::: THE DATA :::

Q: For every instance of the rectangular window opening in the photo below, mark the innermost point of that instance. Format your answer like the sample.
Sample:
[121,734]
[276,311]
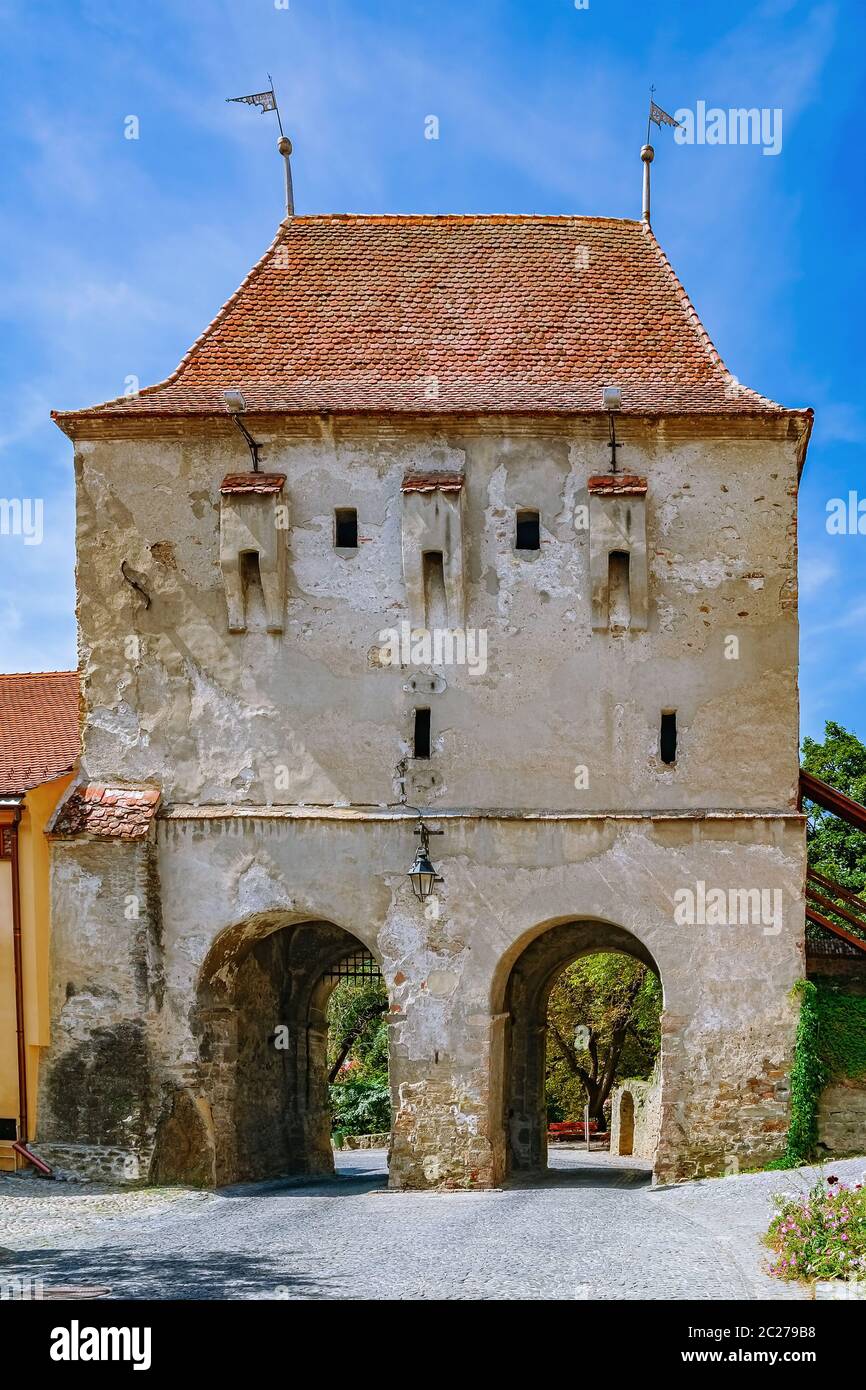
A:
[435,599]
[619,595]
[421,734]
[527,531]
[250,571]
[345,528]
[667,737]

:::

* _JOB_: Update the data above by replacing "innermost point" with "central point" and keeping all other text unchanged. Omit the pictures from your version.

* _CORRECT RESPONSE_:
Q: For every instance of the rectangular window opening in the photo below, mark the central point of that instance. Format your answer like the sample.
Sample:
[121,734]
[276,311]
A:
[435,599]
[619,595]
[421,734]
[527,531]
[250,571]
[345,528]
[667,737]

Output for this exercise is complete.